WHAT YOU HAVE TO DO:
Count the lines in the material below that contain the string "surface", treating uppercase and lowercase letters as different. Reply with the number alone.

Extracted data entries:
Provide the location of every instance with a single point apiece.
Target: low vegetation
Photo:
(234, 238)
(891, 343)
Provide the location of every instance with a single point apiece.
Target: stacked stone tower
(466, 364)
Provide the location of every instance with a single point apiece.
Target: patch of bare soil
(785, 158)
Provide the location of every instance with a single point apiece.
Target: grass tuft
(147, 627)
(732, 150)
...
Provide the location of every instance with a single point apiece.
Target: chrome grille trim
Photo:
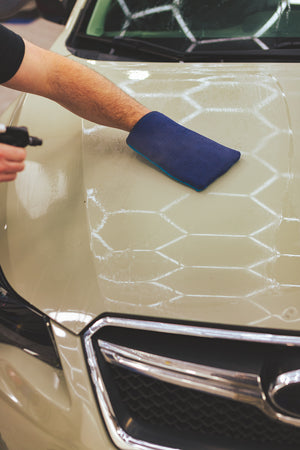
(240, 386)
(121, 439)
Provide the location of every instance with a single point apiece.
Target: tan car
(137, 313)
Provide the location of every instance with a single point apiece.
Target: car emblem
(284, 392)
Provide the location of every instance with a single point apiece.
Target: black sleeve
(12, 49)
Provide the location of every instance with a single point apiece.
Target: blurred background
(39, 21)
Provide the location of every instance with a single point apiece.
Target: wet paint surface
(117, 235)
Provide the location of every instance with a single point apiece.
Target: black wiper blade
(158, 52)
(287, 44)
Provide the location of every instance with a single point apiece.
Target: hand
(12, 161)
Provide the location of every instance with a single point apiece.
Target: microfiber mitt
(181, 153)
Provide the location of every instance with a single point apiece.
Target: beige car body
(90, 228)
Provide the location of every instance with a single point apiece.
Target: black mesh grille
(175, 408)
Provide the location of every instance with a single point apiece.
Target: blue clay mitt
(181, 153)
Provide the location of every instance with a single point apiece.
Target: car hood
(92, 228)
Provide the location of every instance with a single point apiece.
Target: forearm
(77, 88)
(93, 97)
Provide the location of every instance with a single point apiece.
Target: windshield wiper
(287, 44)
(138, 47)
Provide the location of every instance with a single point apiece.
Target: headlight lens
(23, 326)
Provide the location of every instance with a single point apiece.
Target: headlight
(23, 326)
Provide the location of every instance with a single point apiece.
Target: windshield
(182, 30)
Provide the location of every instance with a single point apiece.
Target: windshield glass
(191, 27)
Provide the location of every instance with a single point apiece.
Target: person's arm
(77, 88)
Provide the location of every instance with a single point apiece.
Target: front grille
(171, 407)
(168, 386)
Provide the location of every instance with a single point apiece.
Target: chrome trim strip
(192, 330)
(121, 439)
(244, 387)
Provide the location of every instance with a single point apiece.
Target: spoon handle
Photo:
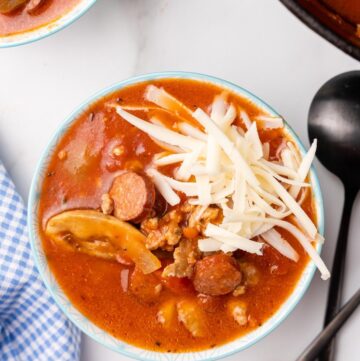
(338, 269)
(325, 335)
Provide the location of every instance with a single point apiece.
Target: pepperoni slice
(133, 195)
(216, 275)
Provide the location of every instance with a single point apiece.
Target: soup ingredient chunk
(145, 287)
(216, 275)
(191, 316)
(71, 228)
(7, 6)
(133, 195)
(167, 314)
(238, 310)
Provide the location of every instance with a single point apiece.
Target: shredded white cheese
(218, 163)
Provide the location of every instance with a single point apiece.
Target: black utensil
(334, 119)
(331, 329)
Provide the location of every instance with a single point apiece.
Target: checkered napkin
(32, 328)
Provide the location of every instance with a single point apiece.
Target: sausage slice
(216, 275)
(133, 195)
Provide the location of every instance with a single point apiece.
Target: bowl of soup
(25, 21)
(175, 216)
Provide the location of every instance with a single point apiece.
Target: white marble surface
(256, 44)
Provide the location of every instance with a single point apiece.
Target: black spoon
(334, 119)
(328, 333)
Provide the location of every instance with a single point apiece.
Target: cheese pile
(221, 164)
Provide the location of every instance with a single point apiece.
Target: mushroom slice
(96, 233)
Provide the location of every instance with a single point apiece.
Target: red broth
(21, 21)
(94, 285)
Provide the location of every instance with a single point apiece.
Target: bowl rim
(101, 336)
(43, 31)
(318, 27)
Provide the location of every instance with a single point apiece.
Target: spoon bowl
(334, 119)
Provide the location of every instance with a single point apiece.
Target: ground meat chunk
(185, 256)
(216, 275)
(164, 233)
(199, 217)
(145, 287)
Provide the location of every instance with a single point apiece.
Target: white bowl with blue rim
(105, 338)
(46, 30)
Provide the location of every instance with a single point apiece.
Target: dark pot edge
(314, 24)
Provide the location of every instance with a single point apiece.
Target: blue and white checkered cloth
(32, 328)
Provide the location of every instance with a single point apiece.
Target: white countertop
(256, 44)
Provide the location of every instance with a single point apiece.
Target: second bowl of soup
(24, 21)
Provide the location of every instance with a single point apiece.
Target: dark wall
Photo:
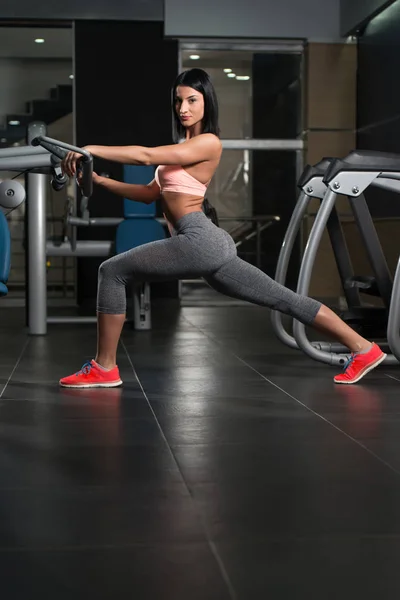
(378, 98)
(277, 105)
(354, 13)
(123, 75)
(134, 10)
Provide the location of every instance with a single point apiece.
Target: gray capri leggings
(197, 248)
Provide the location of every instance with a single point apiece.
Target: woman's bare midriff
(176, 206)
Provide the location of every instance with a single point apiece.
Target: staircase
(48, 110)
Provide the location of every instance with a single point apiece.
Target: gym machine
* * *
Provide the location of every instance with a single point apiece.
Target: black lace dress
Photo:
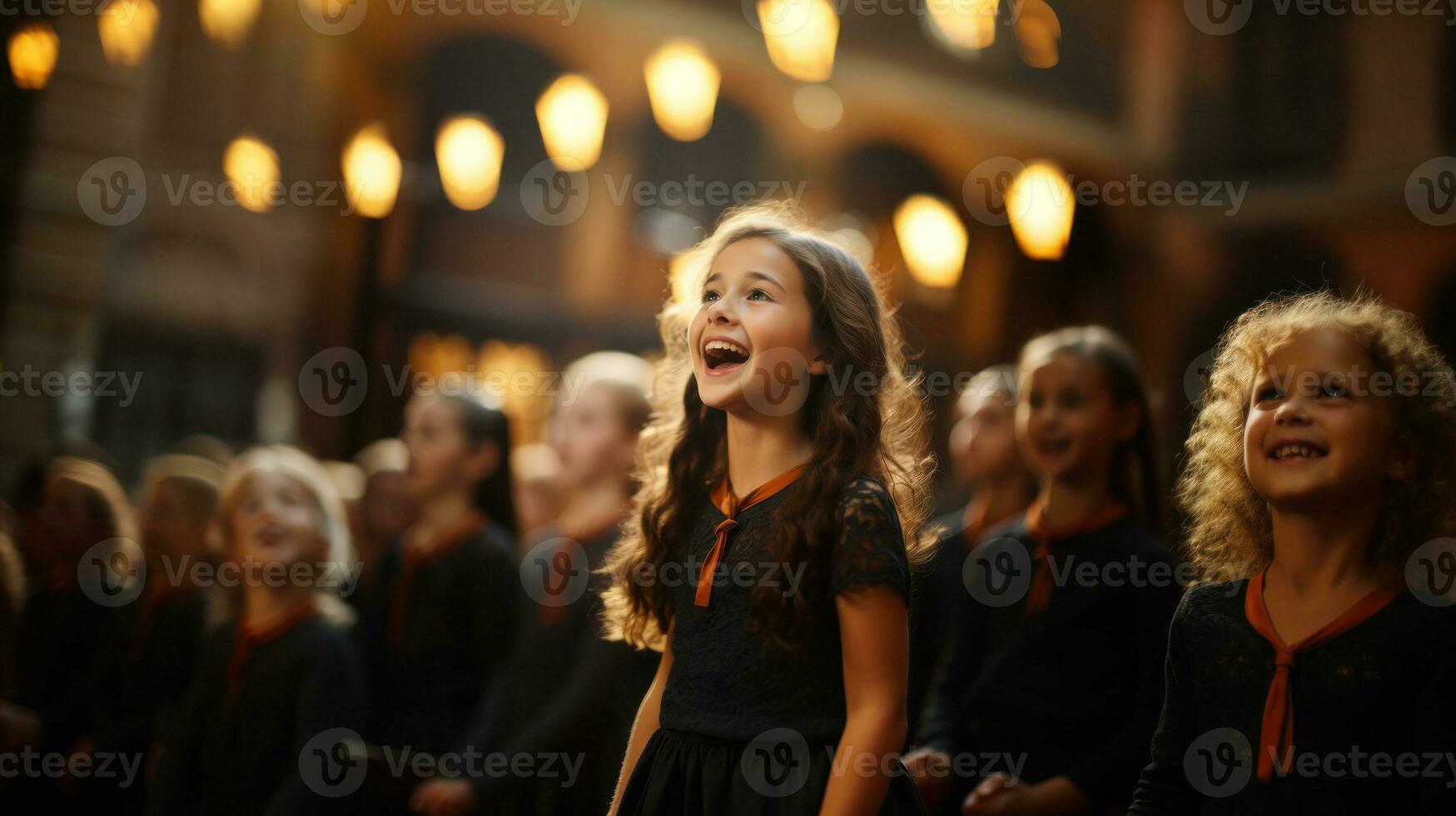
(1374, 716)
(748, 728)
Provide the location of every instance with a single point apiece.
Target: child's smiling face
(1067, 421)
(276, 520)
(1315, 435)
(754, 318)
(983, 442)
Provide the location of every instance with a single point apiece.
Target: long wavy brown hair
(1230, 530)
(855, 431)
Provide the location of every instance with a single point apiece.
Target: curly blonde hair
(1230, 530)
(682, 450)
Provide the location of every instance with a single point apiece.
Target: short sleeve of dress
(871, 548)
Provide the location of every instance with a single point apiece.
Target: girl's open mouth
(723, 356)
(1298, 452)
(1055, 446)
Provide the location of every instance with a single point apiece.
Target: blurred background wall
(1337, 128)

FULL RESPONSE:
2